◆ Written instruction
Can you convert the data below into a Markdown table with the columns "Row" and "Data line," one numbered row per line, with blank lines and the pictures left out?

◆ Extracted entries

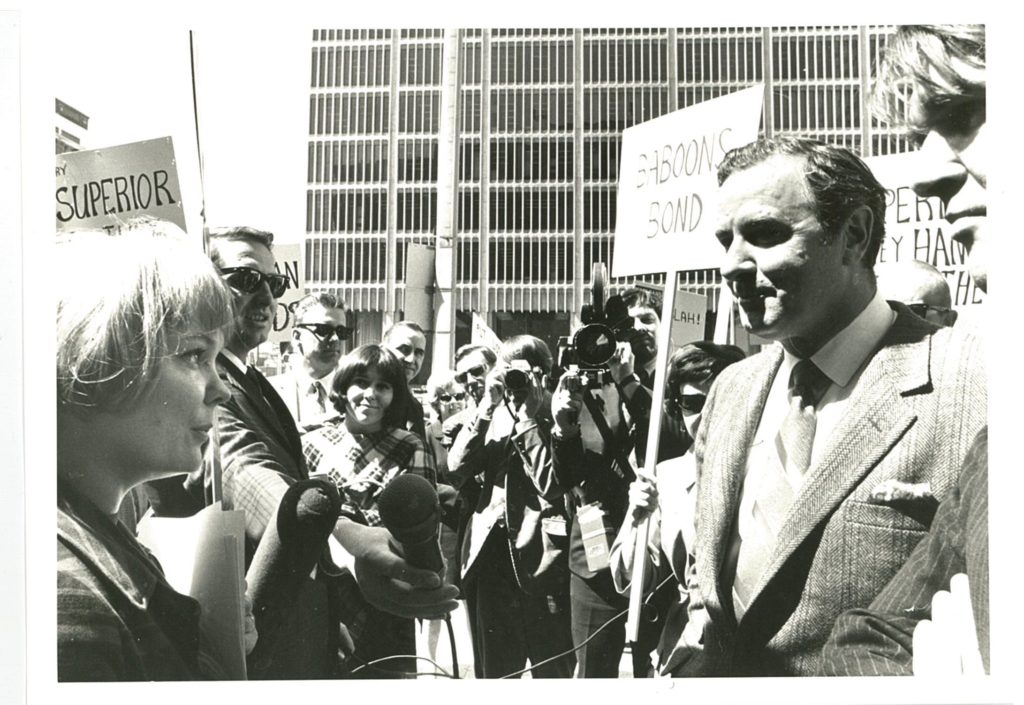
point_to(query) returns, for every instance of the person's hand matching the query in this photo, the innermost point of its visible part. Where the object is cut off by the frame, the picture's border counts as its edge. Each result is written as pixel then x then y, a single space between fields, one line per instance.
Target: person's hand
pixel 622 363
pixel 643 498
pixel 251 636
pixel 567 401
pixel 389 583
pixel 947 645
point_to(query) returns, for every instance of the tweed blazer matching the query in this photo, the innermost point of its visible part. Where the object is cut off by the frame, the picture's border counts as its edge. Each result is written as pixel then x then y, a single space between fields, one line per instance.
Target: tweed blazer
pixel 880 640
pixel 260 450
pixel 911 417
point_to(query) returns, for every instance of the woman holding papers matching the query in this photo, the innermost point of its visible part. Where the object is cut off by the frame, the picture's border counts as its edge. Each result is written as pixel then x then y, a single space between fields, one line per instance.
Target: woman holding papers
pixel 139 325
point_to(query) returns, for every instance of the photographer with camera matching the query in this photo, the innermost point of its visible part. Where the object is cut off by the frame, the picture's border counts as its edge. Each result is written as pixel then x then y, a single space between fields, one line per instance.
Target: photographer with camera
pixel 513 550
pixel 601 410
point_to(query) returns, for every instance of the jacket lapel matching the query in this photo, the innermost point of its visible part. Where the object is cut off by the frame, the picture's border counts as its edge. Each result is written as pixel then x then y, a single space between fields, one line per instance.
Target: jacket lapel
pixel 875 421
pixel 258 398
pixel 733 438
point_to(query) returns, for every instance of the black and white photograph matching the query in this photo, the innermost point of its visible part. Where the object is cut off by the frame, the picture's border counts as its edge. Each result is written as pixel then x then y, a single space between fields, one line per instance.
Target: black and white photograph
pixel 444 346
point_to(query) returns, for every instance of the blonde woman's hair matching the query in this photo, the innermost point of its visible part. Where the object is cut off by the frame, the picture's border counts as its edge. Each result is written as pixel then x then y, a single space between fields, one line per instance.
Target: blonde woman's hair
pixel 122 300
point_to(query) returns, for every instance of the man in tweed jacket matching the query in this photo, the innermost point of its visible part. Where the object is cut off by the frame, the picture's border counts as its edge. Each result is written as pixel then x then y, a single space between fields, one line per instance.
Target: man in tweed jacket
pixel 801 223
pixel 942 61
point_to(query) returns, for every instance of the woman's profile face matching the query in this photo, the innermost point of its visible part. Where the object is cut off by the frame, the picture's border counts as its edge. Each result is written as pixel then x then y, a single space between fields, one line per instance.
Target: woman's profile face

◆ The output
| Row | Data line |
|---|---|
| 1 | point_to(query) returns, for every instance of the person's hand matching the query in this photo, the innermost point of its visible part. Where the object is cut off by the frame, the picture's border counts as its edge. Each result is written as pixel then x then y, a single space between fields, one line per instance. |
| 2 | Target: person's hand |
| 3 | pixel 622 363 |
| 4 | pixel 643 498 |
| 5 | pixel 251 636 |
| 6 | pixel 567 401 |
| 7 | pixel 389 583 |
| 8 | pixel 947 645 |
| 9 | point_to(query) returns, for every instance of the tweed blazer matching the query in this photo, the innermost point of its visible part. Where the object is cut off by the frame, the picture's border counts as its edge. Each result is written as pixel then x then y, a single space between fields, one line per instance. |
| 10 | Target: tweed blazer |
| 11 | pixel 880 640 |
| 12 | pixel 260 450 |
| 13 | pixel 911 417 |
| 14 | point_to(query) returns, for every instance of the woman holding papers matching the query in this photo, the innermost point of its visible part. Where the object is cut off by the frame, the picture's border counts as its edge. Each result is written as pixel then x then y, a single space between fields, one line per instance. |
| 15 | Target: woman holding papers |
| 16 | pixel 139 325 |
| 17 | point_to(query) returns, for every instance of the photographer with camera matching the query in this photo, the innermost point of its visible part. Where the object is cut off by the frame, the picture's border counts as its edge. Each result is written as pixel then x then y, a single space between fields, one line per instance. |
| 18 | Target: photographer with camera |
| 19 | pixel 513 550 |
| 20 | pixel 601 410 |
| 21 | point_to(query) returns, for every instance of the jacket lapel matching the query in this photo, the innermost point of its visible part. Where the object is cut off by the frame, the picture's border counts as its edge. Each result is written as pixel then x then y, a single space between fields, one line per instance. |
| 22 | Target: jacket lapel |
| 23 | pixel 875 421 |
| 24 | pixel 258 398 |
| 25 | pixel 733 438 |
| 26 | point_to(query) returns, for every instance of the black and white photograph matching the query in this photo, the innermost point of its visible part. Where the object is cut off by the frame, the picture's border counts as its edge. Each result is written as pixel then x then y, a single space between fields, one line per instance. |
| 27 | Target: black and white photograph |
| 28 | pixel 444 346 |
| 29 | point_to(query) returns, for every instance of the blonde woman's hair matching the query in this photo, the innermost point of its visible part. Where the object is cut off by the frame, the picture's border counts as its edge. Each result is written as pixel then x then y, a single space between fields, one line per instance. |
| 30 | Target: blonde woman's hair |
| 31 | pixel 122 300 |
| 32 | point_to(query) returns, for every instance of the man in tweed jacket matching the query in this photo, the innermost point of its visible part. Where the object is cut off by the frame, the picture's border counts as its edge. Each result is written as pixel then x then y, a single space between fields, one line per instance. |
| 33 | Target: man in tweed jacket |
| 34 | pixel 801 223 |
| 35 | pixel 942 61 |
| 36 | point_to(query) returns, for every instance of the woman's profile face matching the query in this photo, the innermost point of its visible part. Where the object is cut off by the frame, the picture's border counts as its edge. Each result is written as pixel then x then y, a single space between fields, one line per instance. |
| 37 | Target: woman's profile face |